(EXTRACTED RECORDS Opens)
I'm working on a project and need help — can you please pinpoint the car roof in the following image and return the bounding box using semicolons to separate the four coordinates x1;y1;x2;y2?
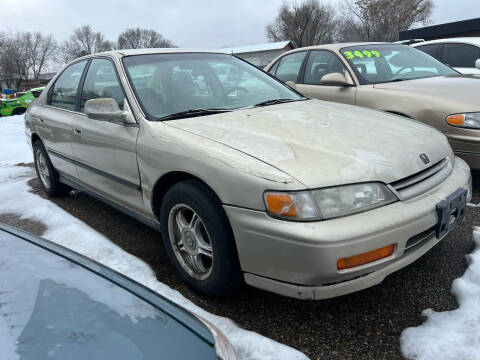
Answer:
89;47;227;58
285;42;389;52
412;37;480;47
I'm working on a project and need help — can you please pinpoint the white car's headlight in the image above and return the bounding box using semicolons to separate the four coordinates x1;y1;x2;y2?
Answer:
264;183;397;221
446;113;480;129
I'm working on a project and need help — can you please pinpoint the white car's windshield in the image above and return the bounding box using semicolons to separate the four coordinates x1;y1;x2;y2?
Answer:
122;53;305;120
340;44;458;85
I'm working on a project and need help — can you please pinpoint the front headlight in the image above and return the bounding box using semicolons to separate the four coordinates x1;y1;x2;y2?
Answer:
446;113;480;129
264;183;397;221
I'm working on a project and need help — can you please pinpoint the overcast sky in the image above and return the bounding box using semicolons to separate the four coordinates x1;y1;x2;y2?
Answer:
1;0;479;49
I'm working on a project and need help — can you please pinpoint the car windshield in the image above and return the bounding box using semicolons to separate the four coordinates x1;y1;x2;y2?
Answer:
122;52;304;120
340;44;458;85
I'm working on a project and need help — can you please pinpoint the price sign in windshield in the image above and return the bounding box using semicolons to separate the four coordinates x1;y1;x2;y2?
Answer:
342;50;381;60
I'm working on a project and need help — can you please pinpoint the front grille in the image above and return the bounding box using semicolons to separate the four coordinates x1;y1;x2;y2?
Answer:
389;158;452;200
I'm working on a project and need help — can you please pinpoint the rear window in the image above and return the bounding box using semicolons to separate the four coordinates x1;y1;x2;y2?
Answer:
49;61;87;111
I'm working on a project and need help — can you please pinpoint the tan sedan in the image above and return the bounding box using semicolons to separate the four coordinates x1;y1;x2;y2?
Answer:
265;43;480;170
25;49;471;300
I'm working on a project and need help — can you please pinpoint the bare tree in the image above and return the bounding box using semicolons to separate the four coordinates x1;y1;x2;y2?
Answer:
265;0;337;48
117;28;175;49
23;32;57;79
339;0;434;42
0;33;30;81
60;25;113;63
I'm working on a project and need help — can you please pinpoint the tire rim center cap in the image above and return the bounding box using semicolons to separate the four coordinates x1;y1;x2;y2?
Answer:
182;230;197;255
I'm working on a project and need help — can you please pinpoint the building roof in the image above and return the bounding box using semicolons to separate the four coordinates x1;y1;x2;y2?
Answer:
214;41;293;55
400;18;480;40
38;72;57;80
(EXTRACTED RECORDS Closes)
Copy each line above exactly. Images do not belong in the copy.

**RESULT BELOW**
I'm working on a project and need help — can you please pinpoint the car roof in the following image and return the bounding box using semicolons to separate the four coordinates x1;y1;x2;y2?
Answer:
89;47;227;58
285;42;389;52
412;37;480;47
I'm working on a project and need help — can you please pinpoint the white car's headlight in the image above and return the bounding box using semicolons to separate the four coordinates x1;y1;x2;y2?
Answer:
264;183;397;221
446;113;480;129
I'm working on a project and need help — can you please pinpoint the white car's windshield in the image above and return the bounding box using semicolons to separate the four coordinates x1;y1;x2;y2?
Answer:
122;53;305;120
340;44;458;85
I'm working on a project and need help — can you please pinpoint the front headlight in the image above and return the bounding box using semicolons to separate the four coordinates x1;y1;x2;y2?
Answer:
446;113;480;129
264;183;397;221
I'm working on a project and need help — can you please pinpoint the overcast sky in the image above and return the bounding box using semicolons to separate the four coordinates x1;y1;x2;y2?
Answer:
1;0;479;49
I'm working on a project and need help — can you please pinpoint the car windshield in the image above and return the bounding box using semicolons to separate the four coordinates x1;y1;x2;y2?
Answer:
122;52;304;120
340;44;458;85
I'm working on a project and need help — can you please pinpoint the price sign in windshield in the image above and return the bounding box using semicolons to separate the four coordinates x1;y1;x2;y2?
Answer:
342;50;381;60
I'm working on a project and need help — can you please pinpoint the front grille in the image above and return the bounding box using semicolons to separate the four coordinates x1;y1;x2;y2?
Answer:
389;158;452;200
I'm working on a project and need help — can you please pinpoint the rear window in the image above and return the bounding box using semicolons to separate the four coordinates x1;y1;x2;y2?
Answer:
49;61;87;111
I'm working on a project and need help — can you please pinpoint the tan sedan in the image above and return the bounding box using semicolons to separate the four coordinates x1;y1;x2;y2?
Answer:
265;43;480;170
25;49;471;300
I'm working on a project and need help — can you please pinpoint the bare tree in the image above and return the bounding box using semicolons to separate the four coordinates x1;y1;x2;y2?
Answer:
265;0;337;48
117;28;175;49
23;32;57;79
339;0;434;42
0;33;30;81
60;25;113;63
I'm working on a project and need help — can you please pinpoint the tire rim center cap in the image above and return the bounding box using semicolons to separate the four coordinates x1;y1;x2;y2?
Answer:
182;230;197;255
I'm working on a project and need help — can you please pinpoint the building roof in the image above and return the bounding box using semicolons to separate the four coordinates x1;y1;x2;y2?
Answer:
214;41;293;55
400;18;480;40
38;72;57;80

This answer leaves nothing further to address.